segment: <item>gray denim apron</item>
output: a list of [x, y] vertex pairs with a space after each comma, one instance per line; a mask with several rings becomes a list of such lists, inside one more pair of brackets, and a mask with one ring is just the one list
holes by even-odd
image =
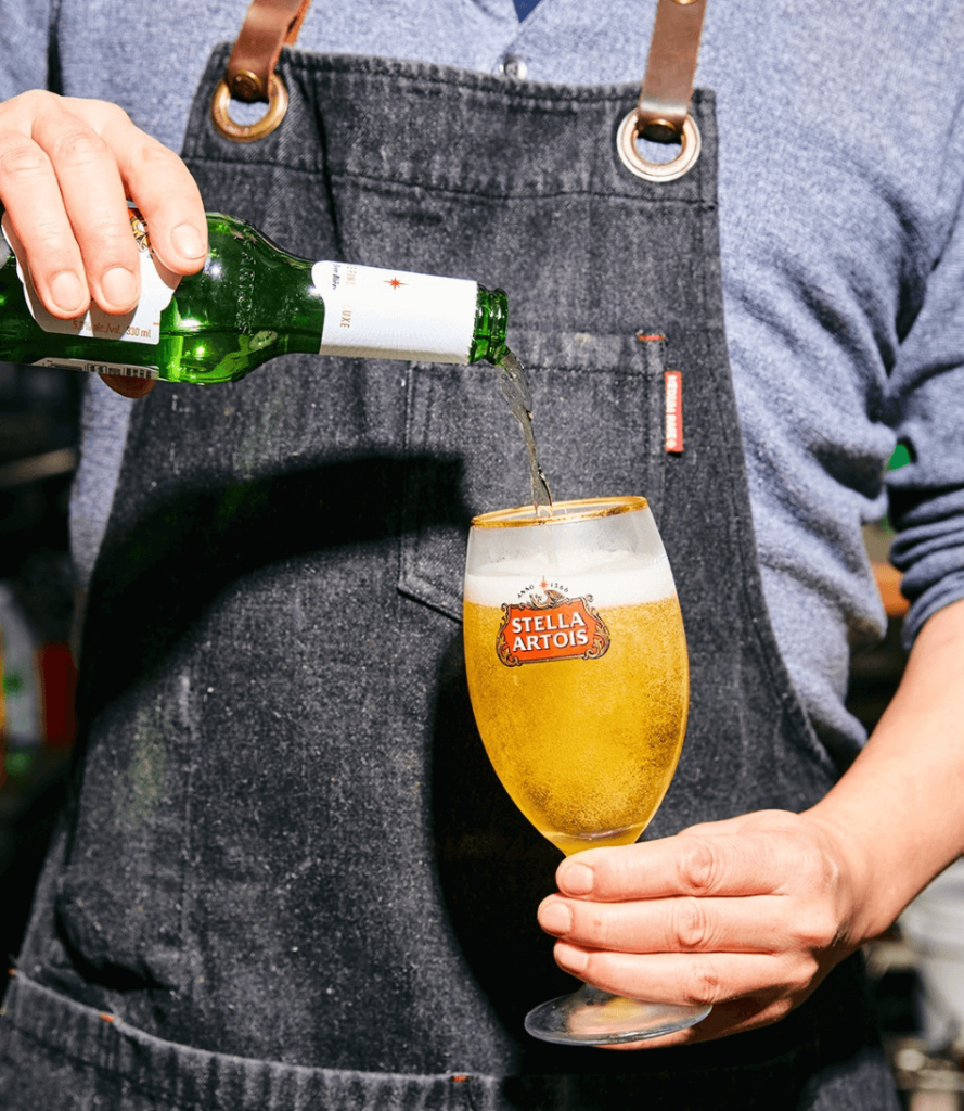
[[[644, 493], [693, 705], [649, 835], [836, 774], [766, 618], [726, 360], [712, 94], [695, 169], [632, 176], [636, 89], [287, 52], [282, 127], [187, 160], [311, 258], [502, 284], [559, 497]], [[669, 339], [664, 342], [659, 337]], [[664, 444], [664, 363], [685, 448]], [[470, 517], [525, 499], [488, 364], [292, 357], [134, 408], [91, 592], [76, 805], [2, 1023], [3, 1107], [896, 1108], [856, 962], [774, 1027], [564, 1049], [535, 923], [559, 862], [501, 789], [461, 654]]]

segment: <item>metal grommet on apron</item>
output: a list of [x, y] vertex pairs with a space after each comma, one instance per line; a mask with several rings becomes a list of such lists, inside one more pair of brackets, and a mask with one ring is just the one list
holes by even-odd
[[[690, 114], [690, 99], [705, 11], [706, 0], [659, 0], [640, 99], [616, 132], [620, 160], [644, 181], [676, 181], [700, 158], [702, 138]], [[640, 152], [637, 139], [679, 143], [680, 153], [653, 161]]]
[[[310, 7], [311, 0], [252, 0], [211, 98], [211, 121], [219, 134], [232, 142], [257, 142], [284, 119], [288, 89], [275, 67], [282, 48], [297, 41]], [[232, 98], [267, 103], [268, 109], [254, 123], [238, 123], [231, 118]]]
[[[712, 92], [684, 106], [699, 160], [652, 182], [613, 144], [637, 87], [289, 49], [281, 126], [225, 142], [227, 61], [183, 152], [205, 206], [302, 257], [503, 286], [553, 488], [649, 498], [692, 679], [652, 835], [823, 797], [836, 769], [755, 552]], [[493, 172], [479, 152], [502, 149]], [[459, 619], [469, 521], [525, 481], [485, 364], [289, 356], [133, 407], [90, 591], [77, 800], [0, 1022], [11, 1108], [896, 1108], [856, 961], [719, 1042], [524, 1034], [571, 987], [535, 921], [559, 855], [485, 757]]]

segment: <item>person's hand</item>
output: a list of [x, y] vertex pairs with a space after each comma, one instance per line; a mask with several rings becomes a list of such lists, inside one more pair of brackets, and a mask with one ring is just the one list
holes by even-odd
[[761, 811], [570, 857], [539, 922], [559, 965], [605, 991], [713, 1004], [691, 1030], [620, 1049], [721, 1038], [783, 1018], [866, 940], [852, 857], [834, 825]]
[[[143, 213], [151, 247], [169, 270], [201, 269], [204, 209], [173, 151], [104, 101], [33, 91], [0, 103], [0, 202], [37, 293], [54, 317], [78, 317], [91, 300], [117, 316], [137, 306], [140, 270], [128, 198]], [[129, 397], [153, 386], [106, 380]]]

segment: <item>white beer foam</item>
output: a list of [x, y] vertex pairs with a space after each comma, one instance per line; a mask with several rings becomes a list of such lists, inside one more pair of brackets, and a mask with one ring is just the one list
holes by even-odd
[[465, 600], [476, 605], [501, 607], [546, 589], [562, 590], [570, 598], [591, 594], [600, 608], [659, 602], [676, 593], [665, 556], [634, 552], [584, 552], [544, 563], [538, 558], [500, 560], [465, 575]]

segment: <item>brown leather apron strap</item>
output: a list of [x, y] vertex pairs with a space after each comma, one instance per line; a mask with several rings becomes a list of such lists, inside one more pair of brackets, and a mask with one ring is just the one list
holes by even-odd
[[[674, 181], [700, 157], [700, 131], [690, 116], [693, 78], [700, 58], [706, 0], [659, 0], [646, 72], [636, 107], [620, 127], [616, 148], [623, 163], [647, 181]], [[636, 139], [681, 144], [669, 162], [650, 162]]]
[[[288, 111], [288, 90], [274, 72], [282, 47], [298, 38], [311, 0], [252, 0], [241, 27], [224, 80], [211, 101], [217, 130], [234, 142], [253, 142], [270, 134]], [[267, 102], [268, 111], [257, 123], [235, 123], [231, 98]]]

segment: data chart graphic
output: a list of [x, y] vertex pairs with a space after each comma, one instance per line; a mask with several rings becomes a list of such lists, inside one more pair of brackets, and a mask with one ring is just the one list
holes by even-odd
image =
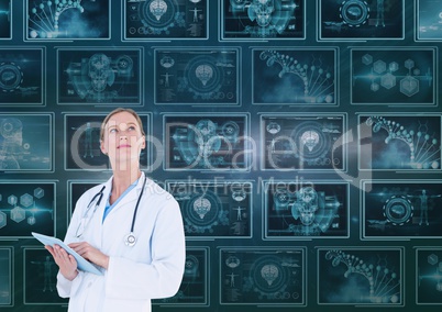
[[361, 170], [441, 170], [441, 116], [358, 118]]
[[402, 40], [404, 0], [318, 0], [318, 38]]
[[342, 182], [264, 182], [265, 237], [349, 237], [349, 186]]
[[222, 40], [305, 38], [305, 0], [221, 0]]
[[306, 305], [305, 248], [220, 248], [221, 304]]
[[432, 47], [353, 48], [352, 103], [434, 105], [437, 65]]
[[201, 40], [209, 0], [124, 0], [124, 40]]
[[253, 103], [338, 104], [336, 48], [253, 51]]
[[29, 41], [109, 40], [110, 0], [26, 0]]
[[364, 181], [361, 193], [363, 238], [441, 237], [441, 185], [411, 179]]
[[404, 248], [318, 248], [318, 303], [404, 307]]

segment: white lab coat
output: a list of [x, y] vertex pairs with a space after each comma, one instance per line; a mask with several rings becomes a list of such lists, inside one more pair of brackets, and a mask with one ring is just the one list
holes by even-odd
[[[103, 185], [86, 191], [78, 200], [65, 243], [88, 242], [109, 256], [103, 276], [80, 271], [69, 281], [59, 272], [57, 290], [69, 299], [69, 312], [150, 312], [151, 299], [173, 297], [181, 282], [186, 248], [179, 205], [167, 191], [147, 178], [134, 226], [136, 244], [124, 244], [129, 234], [144, 174], [102, 223], [112, 178], [82, 234], [76, 232], [87, 205]], [[95, 204], [95, 203], [93, 203]], [[93, 205], [89, 211], [89, 216]]]

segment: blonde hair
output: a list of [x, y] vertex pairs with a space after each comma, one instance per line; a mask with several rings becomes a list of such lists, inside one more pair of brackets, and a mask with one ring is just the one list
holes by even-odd
[[109, 120], [111, 119], [111, 116], [113, 116], [114, 114], [121, 113], [121, 112], [128, 112], [131, 115], [133, 115], [136, 120], [136, 122], [139, 123], [140, 126], [140, 131], [142, 135], [146, 135], [144, 133], [144, 129], [143, 129], [143, 122], [141, 121], [141, 118], [139, 116], [139, 114], [132, 110], [132, 109], [124, 109], [124, 108], [118, 108], [114, 109], [113, 111], [111, 111], [103, 120], [103, 122], [101, 123], [101, 129], [100, 129], [100, 140], [103, 141], [104, 138], [104, 130], [106, 130], [106, 125], [108, 124]]

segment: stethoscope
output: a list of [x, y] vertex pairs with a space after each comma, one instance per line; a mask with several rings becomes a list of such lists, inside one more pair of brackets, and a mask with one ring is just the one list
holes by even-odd
[[[146, 186], [146, 180], [147, 180], [147, 178], [144, 177], [143, 187], [141, 188], [141, 192], [140, 192], [139, 199], [136, 200], [135, 210], [133, 211], [132, 224], [131, 224], [131, 232], [129, 232], [129, 234], [124, 236], [124, 244], [125, 244], [126, 246], [129, 246], [129, 247], [133, 247], [133, 246], [135, 245], [135, 243], [136, 243], [136, 236], [133, 234], [133, 230], [134, 230], [134, 227], [135, 227], [136, 212], [137, 212], [137, 210], [139, 210], [139, 205], [140, 205], [141, 198], [143, 197], [144, 187]], [[77, 229], [77, 232], [76, 232], [77, 238], [80, 237], [80, 236], [82, 235], [82, 233], [85, 233], [85, 230], [86, 230], [88, 223], [90, 222], [90, 220], [91, 220], [93, 213], [96, 212], [97, 208], [100, 205], [101, 199], [102, 199], [102, 197], [103, 197], [103, 191], [104, 191], [104, 189], [106, 189], [106, 186], [103, 186], [103, 187], [101, 188], [101, 190], [100, 190], [98, 193], [96, 193], [96, 194], [92, 197], [92, 199], [89, 201], [89, 204], [88, 204], [88, 207], [86, 208], [86, 212], [85, 212], [85, 214], [82, 215], [82, 218], [81, 218], [81, 220], [80, 220], [80, 224], [78, 224], [78, 229]], [[97, 201], [96, 201], [96, 200], [97, 200]], [[90, 211], [90, 209], [92, 208], [93, 201], [96, 201], [96, 204], [95, 204], [92, 214], [91, 214], [90, 216], [88, 216], [88, 215], [89, 215], [89, 211]]]

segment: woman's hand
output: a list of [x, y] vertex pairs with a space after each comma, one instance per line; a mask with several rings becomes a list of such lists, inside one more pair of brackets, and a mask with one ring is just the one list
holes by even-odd
[[87, 242], [81, 243], [70, 243], [68, 244], [70, 248], [73, 248], [77, 254], [79, 254], [85, 259], [108, 269], [109, 266], [109, 257], [101, 253], [99, 249], [92, 247]]
[[66, 253], [66, 250], [58, 245], [54, 245], [54, 247], [46, 245], [45, 248], [53, 256], [55, 263], [59, 268], [59, 272], [66, 279], [74, 280], [78, 275], [77, 260], [74, 258], [74, 256]]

● PROBLEM DETAILS:
Make an exact copy of every line from the one with "segment: woman's hand" to the end of the data, with the first and last of those lines included.

● THE ANSWER:
segment: woman's hand
output: a list of [x, y] vertex pairs with a space after each comma, one instance per line; a mask with several rings becomes a list of such lists, inside one more pair of brackets, and a mask with one ring is just the one list
holes by even-odd
[[87, 242], [81, 243], [70, 243], [68, 244], [70, 248], [73, 248], [77, 254], [79, 254], [85, 259], [108, 269], [109, 266], [109, 257], [101, 253], [99, 249], [92, 247]]
[[66, 253], [66, 250], [58, 245], [54, 245], [54, 247], [46, 245], [45, 248], [53, 256], [55, 263], [59, 268], [59, 272], [66, 279], [74, 280], [78, 275], [77, 260], [74, 258], [74, 256]]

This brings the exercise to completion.